Point-per-instance localization data:
::::

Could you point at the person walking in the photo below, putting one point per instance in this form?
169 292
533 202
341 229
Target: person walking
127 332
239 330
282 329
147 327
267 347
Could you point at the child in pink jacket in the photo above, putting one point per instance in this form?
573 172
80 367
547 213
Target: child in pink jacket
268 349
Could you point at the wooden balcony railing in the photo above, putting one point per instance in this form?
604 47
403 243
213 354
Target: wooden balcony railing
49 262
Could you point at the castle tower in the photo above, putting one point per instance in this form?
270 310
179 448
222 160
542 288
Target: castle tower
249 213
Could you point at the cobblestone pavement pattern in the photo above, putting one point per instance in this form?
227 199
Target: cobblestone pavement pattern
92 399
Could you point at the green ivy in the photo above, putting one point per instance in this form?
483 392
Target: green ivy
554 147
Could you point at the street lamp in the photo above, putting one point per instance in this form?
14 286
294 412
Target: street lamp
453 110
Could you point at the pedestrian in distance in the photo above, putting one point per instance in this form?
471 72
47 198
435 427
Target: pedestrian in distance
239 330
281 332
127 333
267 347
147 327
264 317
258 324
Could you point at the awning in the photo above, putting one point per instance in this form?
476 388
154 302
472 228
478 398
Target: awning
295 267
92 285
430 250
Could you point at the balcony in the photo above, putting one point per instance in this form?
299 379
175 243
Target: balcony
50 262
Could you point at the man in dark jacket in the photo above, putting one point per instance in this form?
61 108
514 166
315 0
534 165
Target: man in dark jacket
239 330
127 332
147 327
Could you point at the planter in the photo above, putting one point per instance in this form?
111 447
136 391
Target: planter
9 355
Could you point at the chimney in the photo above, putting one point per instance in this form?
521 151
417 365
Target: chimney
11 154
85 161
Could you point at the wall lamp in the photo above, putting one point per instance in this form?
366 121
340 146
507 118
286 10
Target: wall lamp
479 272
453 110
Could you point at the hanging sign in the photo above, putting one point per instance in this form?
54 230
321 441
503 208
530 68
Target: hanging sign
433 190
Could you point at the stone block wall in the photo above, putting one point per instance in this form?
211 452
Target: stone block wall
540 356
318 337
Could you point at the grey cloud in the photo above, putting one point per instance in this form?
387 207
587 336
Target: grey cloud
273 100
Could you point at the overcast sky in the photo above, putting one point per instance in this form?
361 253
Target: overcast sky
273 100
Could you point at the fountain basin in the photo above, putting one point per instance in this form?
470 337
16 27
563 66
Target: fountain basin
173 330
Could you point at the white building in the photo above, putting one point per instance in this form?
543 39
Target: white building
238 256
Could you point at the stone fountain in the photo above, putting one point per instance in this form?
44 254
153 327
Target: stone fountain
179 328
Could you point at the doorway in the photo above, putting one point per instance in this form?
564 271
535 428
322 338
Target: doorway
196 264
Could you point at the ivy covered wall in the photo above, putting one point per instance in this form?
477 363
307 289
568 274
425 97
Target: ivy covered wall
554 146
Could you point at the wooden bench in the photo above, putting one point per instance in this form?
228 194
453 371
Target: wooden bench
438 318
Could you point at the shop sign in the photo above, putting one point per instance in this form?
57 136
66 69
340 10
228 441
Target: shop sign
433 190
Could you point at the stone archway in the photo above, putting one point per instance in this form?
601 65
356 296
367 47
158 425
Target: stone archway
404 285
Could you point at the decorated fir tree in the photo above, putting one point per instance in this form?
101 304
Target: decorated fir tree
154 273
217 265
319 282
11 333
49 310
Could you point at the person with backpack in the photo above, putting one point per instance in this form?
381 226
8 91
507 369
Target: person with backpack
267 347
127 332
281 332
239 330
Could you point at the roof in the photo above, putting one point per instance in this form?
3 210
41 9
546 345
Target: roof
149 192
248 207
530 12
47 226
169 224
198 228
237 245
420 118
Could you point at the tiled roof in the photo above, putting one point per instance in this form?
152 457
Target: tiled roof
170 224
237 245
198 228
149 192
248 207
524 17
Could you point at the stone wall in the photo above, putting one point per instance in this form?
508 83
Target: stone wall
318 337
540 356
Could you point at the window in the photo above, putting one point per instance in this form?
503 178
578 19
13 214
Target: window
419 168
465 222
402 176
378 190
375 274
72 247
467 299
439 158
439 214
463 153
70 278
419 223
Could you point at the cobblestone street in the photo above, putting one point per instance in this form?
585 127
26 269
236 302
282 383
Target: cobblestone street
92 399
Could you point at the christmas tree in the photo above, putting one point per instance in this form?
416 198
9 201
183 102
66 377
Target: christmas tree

::::

* WHAT THE TASK REQUIRES: Please print each entry once more, exactly as it reads.

* OUTPUT FOR THIS EXERCISE:
Could you point at the person walking in the photo below, putting one point per instance in this form?
169 292
533 202
341 229
Target: person walking
127 332
239 330
282 329
147 327
267 347
Could you point at the child in pink jacket in the photo above, putting one point per instance in this form?
573 172
80 367
547 213
Target: child in pink jacket
268 349
Could you point at the wooden balcony railing in the photo above, putting one point per instance in this form?
604 47
403 243
213 354
Target: wooden balcony railing
49 262
Could you point at the castle tower in the photo above, putting one point per instance in this form?
270 310
179 448
222 160
542 288
Target: castle tower
249 213
Could you point at the cobblestone pavement pattern in the photo above, putting one point per instance in this form?
227 199
Target: cobblestone pavement pattern
92 399
Could you point at the green ivy in the photo above, putting one point per instance in this form?
483 392
Target: green ivy
554 147
Could you point at the street lamp in the photo above, putting one point per instance in this form?
14 286
294 412
Target: street lamp
453 110
Could you point at the pedestrian in distance in the photo above, putting one point per instance in this form?
471 72
47 198
435 427
Target: pedestrian in distance
239 330
281 332
127 333
267 347
147 327
264 317
258 324
Could you point at the awning in the photo above, putting one point per instance in this form?
476 388
154 302
472 228
478 398
Target: awning
295 267
92 285
430 250
Could you point at the balcony in the photo above, putting one point per instance in this form?
299 379
175 243
Target: balcony
50 262
Could you point at the man in dark jacket in the photo above, putting one point per instance in this form?
61 108
514 166
315 0
534 165
Target: man in dark jacket
239 330
127 332
147 327
Could you point at the planter in the photo above, putting one point per instance in this form?
111 447
136 391
Target: planter
9 355
Could you point at the chimney in the photo above, putting one point per instance in this form?
521 151
417 365
Target: chimney
11 154
85 161
Could you point at the wall lamp in the photo above, putting one point per instance in this form?
366 121
340 146
507 118
286 10
Target: wall lamp
479 272
453 110
Could you point at the hanging sign in the photo above, putting one point per instance in this form?
54 230
321 441
503 208
530 68
Target: hanging sign
433 190
Could you point at the stone block wall in the photo above, putting one point per instance in this form?
211 452
Target: stone block wall
540 356
318 337
Could you point at the grey cloud in the photo above, putting one point per instance in this form?
387 207
587 336
Target: grey cloud
273 100
Could you point at the overcast sky in the photo above, putting one point per instance in this form?
361 253
Target: overcast sky
273 100
Could you point at the fountain basin in the photo above, putting one point per instance in this form?
470 337
16 27
563 66
Target: fountain basin
173 330
Could you point at the white building in the photo above, putting one point per instance in this form?
543 39
Target: white building
238 256
Could you point at the stone fountain in the photo above, putting one point per instance in this form?
44 254
153 327
Target: stone fountain
179 328
Could you point at the doorway in the photo above, putting one point per instance in this form?
564 271
535 428
322 338
Target: doorway
196 264
Could you point at the ivy covered wall in the photo above, putting one point per instance in this form?
477 363
307 289
568 274
425 97
Target: ivy covered wall
554 146
Could you point at the wooden bench in the photo above, putting one point per instance in this form?
228 194
453 371
Target: wooden bench
438 318
Could you point at the shop sign in the photo above, putting one point per instance in this form?
57 136
66 69
340 10
228 441
Target: shop sign
433 190
Could you point at the stone archway in the photo above, putting one point per instance in this form?
601 65
356 296
367 47
158 425
Target: stone archway
404 285
Could you point at the decorated fir tree in the photo above, putting one point per instance in this form?
101 304
Target: decorated fir tree
154 273
217 265
319 282
11 333
49 310
Could you point at the person with backpack in the photo above, putting one point per instance in this form?
381 226
8 91
507 369
Target: person with backpack
267 347
127 332
281 332
239 330
Could you point at the roof in the photo above, putting one point per instance in this form?
3 210
41 9
546 345
Target: roof
149 192
248 207
530 12
47 226
169 224
198 228
237 245
420 118
Could you point at the tiled roof in the photo above, putting one point per instance in this form?
152 457
Target: tiled roof
170 224
237 245
198 228
149 192
248 207
524 17
Could you point at the stone wall in the photo above, putting one point per instance in this form?
508 83
Target: stone wall
318 337
540 356
Could you point at the window in the photo above, putting one point per instance in this form?
503 178
578 19
13 214
Target: window
419 168
465 222
402 176
378 190
375 274
72 247
467 299
439 158
439 214
463 153
70 278
419 223
Could you point at the cobblestone street in the photo above, putting one point per instance in this form?
585 127
26 269
236 302
282 383
Target: cobblestone street
92 399
Could you point at the christmas tree in the photo above, putting one point per instance in this form?
416 198
9 201
183 102
66 377
Target: christmas tree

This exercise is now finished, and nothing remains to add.